→ Extracto:
"""

España se retiró sin cumplir su promesa de un referéndum, y Marruecos ocupó el territorio con el mismo lenguaje paternalista con el que se legitiman tantas colonizaciones: liberar, proteger, unir
Aquel 6 de noviembre de 1975, unos 350.000 civiles marroquíes cruzaron la frontera en la llamada “Marcha Verde”, organizada por el rey Hasán II con el beneplácito de Estados Unidos y España. Se presentó como una marcha “pacífica”, pero en realidad fue la cobertura perfecta para una invasión. Tras el desfile civil llegaron los soldados y, tras ellos, el silencio impuesto. España se retiró sin cumplir su promesa de un referéndum, y Marruecos ocupó el territorio con el mismo lenguaje paternalista con el que se legitiman tantas colonizaciones: liberar, proteger, unir.
Cincuenta años después, el conflicto permanece estancado en el tiempo. A día de hoy, el Sáhara sigue siendo la última colonia de África.

"""

→ Los datos:
"""

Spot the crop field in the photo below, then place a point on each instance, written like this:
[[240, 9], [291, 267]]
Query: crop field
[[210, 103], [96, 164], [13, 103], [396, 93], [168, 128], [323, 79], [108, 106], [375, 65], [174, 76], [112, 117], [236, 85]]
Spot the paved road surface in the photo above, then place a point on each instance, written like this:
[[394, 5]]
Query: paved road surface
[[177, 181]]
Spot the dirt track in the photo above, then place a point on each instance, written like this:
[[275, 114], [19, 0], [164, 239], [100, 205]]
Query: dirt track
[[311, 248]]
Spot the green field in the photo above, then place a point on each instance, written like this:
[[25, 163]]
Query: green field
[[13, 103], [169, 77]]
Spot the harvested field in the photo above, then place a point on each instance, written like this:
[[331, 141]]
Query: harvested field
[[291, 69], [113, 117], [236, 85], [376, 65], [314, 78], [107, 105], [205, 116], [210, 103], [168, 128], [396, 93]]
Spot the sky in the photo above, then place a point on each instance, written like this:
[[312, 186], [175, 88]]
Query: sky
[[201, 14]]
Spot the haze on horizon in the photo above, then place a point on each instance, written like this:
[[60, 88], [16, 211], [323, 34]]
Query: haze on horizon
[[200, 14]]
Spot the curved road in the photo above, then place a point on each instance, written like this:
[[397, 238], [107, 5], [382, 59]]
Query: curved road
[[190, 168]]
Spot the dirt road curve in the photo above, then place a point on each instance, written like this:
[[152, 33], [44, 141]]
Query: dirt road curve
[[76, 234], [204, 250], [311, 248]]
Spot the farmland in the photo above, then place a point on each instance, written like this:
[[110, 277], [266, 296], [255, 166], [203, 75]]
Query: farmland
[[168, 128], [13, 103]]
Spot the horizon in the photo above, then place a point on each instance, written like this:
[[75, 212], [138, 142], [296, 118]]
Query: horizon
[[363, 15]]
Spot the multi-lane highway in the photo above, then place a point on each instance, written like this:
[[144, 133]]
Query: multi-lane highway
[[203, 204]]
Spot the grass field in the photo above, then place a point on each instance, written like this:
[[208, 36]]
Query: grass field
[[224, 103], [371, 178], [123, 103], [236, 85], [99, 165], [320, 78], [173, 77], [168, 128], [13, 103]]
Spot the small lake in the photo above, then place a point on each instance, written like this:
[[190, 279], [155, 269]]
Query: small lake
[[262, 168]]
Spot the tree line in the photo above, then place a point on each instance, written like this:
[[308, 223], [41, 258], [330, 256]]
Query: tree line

"""

→ Instrucciones:
- A) Según el extracto sobre el Sáhara, ¿cuántos civiles marroquíes cruzaron la frontera el 6 de noviembre de 1975?
- B) Enumera los verbos que, según el extracto sobre el Sáhara, forman el lenguaje paternalista con el que se legitiman tantas colonizaciones.

→ Resultados del ejercicio:
- A) Unos 350.000.

- B) Liberar, proteger, unir.